EXERCISE TASKS:
- a) In the text on employer travel planning during COVID-19, on what date will the UK taskforce report?
- b) Retype the portion of the text on employer travel planning during COVID-19 starting at "The UK is also" and ending at "UK (see below)".

TEXT EXCERPT:
#####

Employers who need to plan travel for later in the year should bear in mind that we do not know exactly which rules will be in force. The detail set out below assumes that some of the rules will be similar to those outlined previously. 

The rules in Scotland, Wales and Northern Ireland may differ slightly so employers should check the relevant websites for more information. Scotland continues to quarantine passengers from countries with a higher prevalence of COVID-19 than its own.

Possible future rules

The impact on travel is as yet unknown but unnecessary travel within the UK and internationally is likely to remain highly restricted to those with essential reasons to travel until at least 17 May. If hotels, bars and restaurants are going to be restricted to eating outside, then it seems likely that non-essential foreign travel will remain restricted. Government ministers have focussed on summer holiday breaks in Britain so non-essential foreign travel may remain off limits. However essential work travel may occur subject to a large number of restrictions. 

International travel

Generally, prior to the January lockdown, the Foreign and Commonwealth Office advised against all non-essential international travel, unless the destination was on a list of exempt countries and territories. Although this exempt list is suspended during lockdown, it may be reinstated when COVID levels reduce. 
The UK Government has set up a taskforce looking at a framework to allow vaccinated individuals to travel more freely internationally. Any scheme is likely to involve vaccination, testing and isolation but is dependent on the evidence on transmission and efficacy against new variants. 

The UK is also working with other countries and the World Health Organisation to adopt a clear international system for passengers and the travel industry, but this will take time to implement. The UK taskforce will report on 12 April, with recommendations about a return to international travel, but restrictions on such travel remain in place until at least the 17 May.

Points to consider
During the pandemic (both before and after May 2021) employers should have a very strong reason for any business travel, but especially for travel to a country that is not on the exempt list. Employers should always consider:
  • whether their business travel insurance policy would cover any proposed trips
  • the impact of the 10-day quarantine period when applicable, for any staff coming back into the UK (see below)
  • any restrictions in the countries to which the employees will be visiting.

#####

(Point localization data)
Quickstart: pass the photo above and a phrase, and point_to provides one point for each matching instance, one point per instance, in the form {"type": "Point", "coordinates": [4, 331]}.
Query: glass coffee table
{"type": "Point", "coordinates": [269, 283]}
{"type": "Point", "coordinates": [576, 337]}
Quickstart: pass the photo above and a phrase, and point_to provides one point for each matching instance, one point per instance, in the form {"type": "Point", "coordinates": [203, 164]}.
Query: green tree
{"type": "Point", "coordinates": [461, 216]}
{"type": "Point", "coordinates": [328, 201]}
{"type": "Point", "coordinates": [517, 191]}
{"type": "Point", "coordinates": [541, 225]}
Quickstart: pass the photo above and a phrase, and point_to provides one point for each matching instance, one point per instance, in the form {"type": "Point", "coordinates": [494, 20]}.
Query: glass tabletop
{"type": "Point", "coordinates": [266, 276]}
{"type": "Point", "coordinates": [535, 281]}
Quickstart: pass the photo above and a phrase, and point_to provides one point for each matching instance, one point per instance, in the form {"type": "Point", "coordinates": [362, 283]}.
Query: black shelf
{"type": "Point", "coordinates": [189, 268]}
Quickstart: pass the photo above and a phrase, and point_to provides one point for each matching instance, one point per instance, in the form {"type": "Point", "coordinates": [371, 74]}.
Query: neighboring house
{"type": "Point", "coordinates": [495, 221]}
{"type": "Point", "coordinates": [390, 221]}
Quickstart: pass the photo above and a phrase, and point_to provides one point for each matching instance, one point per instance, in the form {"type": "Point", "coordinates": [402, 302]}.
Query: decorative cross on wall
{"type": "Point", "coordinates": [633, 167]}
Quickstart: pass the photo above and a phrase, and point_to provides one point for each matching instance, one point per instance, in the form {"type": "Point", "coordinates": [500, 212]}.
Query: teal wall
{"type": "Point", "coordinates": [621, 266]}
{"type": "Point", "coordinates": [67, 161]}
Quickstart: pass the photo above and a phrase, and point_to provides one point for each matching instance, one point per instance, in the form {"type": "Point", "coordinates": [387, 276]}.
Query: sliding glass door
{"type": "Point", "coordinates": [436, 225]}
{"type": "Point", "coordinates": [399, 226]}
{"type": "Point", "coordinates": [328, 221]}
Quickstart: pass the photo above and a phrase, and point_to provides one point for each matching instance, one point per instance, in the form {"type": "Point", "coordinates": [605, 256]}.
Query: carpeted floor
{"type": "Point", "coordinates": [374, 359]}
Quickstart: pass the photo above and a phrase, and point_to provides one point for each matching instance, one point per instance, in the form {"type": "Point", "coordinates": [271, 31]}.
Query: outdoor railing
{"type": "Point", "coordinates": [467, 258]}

#####

PER-TASK ANSWERS:
- a) On 12 April.

- b)
The UK is also working with other countries and the World Health Organisation to adopt a clear international system for passengers and the travel industry, but this will take time to implement. The UK taskforce will report on 12 April, with recommendations about a return to international travel, but restrictions on such travel remain in place until at least the 17 May.

Points to consider
During the pandemic (both before and after May 2021) employers should have a very strong reason for any business travel, but especially for travel to a country that is not on the exempt list. Employers should always consider:
  • whether their business travel insurance policy would cover any proposed trips
  • the impact of the 10-day quarantine period when applicable, for any staff coming back into the UK (see below)